Required work:
**1)** According to the Earth Day piece, on what date did the Cuyahoga River burn in Cleveland?
**2)** Extend the Earth Day piece from its last sentence onward.

The boating industry has always stood up for conservation efforts. And as we approach this Friday’s 52nd anniversary of the Earth Day, dealers should be looking to support events and initiatives in their communities through sponsorship or by encouraging staff and customer participation.
Earth Day was started in reaction to environmental concerns and growing public awareness of environmental damage. Those of a certain age will certainly never forget the media coverage of the polluted Cuyahoga River ablaze in Cleveland on June 22, 1969. Time magazine claimed the river “oozed rather than flowed.” But the fire captured the nation’s attention and became an icon for change, helping galvanize the environmental movement.

Data section:
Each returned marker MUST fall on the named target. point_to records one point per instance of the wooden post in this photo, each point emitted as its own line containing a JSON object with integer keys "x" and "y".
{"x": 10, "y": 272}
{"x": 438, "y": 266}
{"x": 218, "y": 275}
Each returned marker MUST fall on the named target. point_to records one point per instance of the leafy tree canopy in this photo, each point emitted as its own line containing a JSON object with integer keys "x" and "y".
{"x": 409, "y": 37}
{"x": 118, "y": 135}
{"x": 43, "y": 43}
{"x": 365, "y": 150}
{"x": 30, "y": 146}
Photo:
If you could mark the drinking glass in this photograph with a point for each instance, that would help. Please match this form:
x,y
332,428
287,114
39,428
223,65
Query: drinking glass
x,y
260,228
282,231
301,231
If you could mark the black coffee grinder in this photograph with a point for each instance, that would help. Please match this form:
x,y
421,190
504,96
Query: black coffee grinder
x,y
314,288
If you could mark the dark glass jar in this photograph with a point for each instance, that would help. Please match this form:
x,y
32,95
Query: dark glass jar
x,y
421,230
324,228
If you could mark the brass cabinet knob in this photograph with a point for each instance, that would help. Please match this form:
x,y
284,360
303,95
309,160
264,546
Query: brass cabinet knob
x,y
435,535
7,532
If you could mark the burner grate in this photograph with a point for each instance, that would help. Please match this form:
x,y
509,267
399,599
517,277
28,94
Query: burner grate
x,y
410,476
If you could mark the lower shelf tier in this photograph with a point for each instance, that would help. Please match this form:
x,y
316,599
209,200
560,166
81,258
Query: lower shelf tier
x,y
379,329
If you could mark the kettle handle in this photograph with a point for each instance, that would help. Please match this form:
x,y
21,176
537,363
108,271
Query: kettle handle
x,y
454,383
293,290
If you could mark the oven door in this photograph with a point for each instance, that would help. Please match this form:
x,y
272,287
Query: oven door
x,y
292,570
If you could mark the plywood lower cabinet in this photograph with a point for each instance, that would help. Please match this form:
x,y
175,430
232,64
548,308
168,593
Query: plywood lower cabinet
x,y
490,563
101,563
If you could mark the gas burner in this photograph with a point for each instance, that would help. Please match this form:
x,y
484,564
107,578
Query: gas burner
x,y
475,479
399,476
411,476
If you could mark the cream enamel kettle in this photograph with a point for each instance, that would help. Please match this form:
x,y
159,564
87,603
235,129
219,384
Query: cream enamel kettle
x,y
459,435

Responses:
**1)** June 22, 1969

**2)**
In contrast to today’s congressional inability to agree on anything — likely even the date for a New Year’s Eve Party — just seven months after the Cuyahoga burned, Congress passed the National Environment Policy Act in January 1970. This led to establishing the Environmental Protection Agency. Two years later, Congress passed the landmark Clean Water Act, with its overarching objective to “restore and maintain the chemical, physical and biological integrity of the nation’s water, with goals of eliminating pollutant discharges and providing protection and propagation of fish, shellfish and wildlife, and recreation in and on the water.”
Earth Day is now a global event, with more than 1 billion people in 192 countries taking part each year. This year, the theme is “Invest In Our Planet. What Will You Do?”
It’s a question all dealers should be asking this week.
While one of the goals of the Clean Water Act was to achieve water quality everywhere that’s both fishable and swimmable by the mid-1980s, it was too optimistic. Despite the issues that still need to be addressed, the Clean Water Act has paved the way for improvements to waterways across America. And while we can applaud the enormous progress made, the goal remains and efforts to attain it continue because toxins, algae blooms, trash and much more are still fouling rivers and lakes that boating depends on.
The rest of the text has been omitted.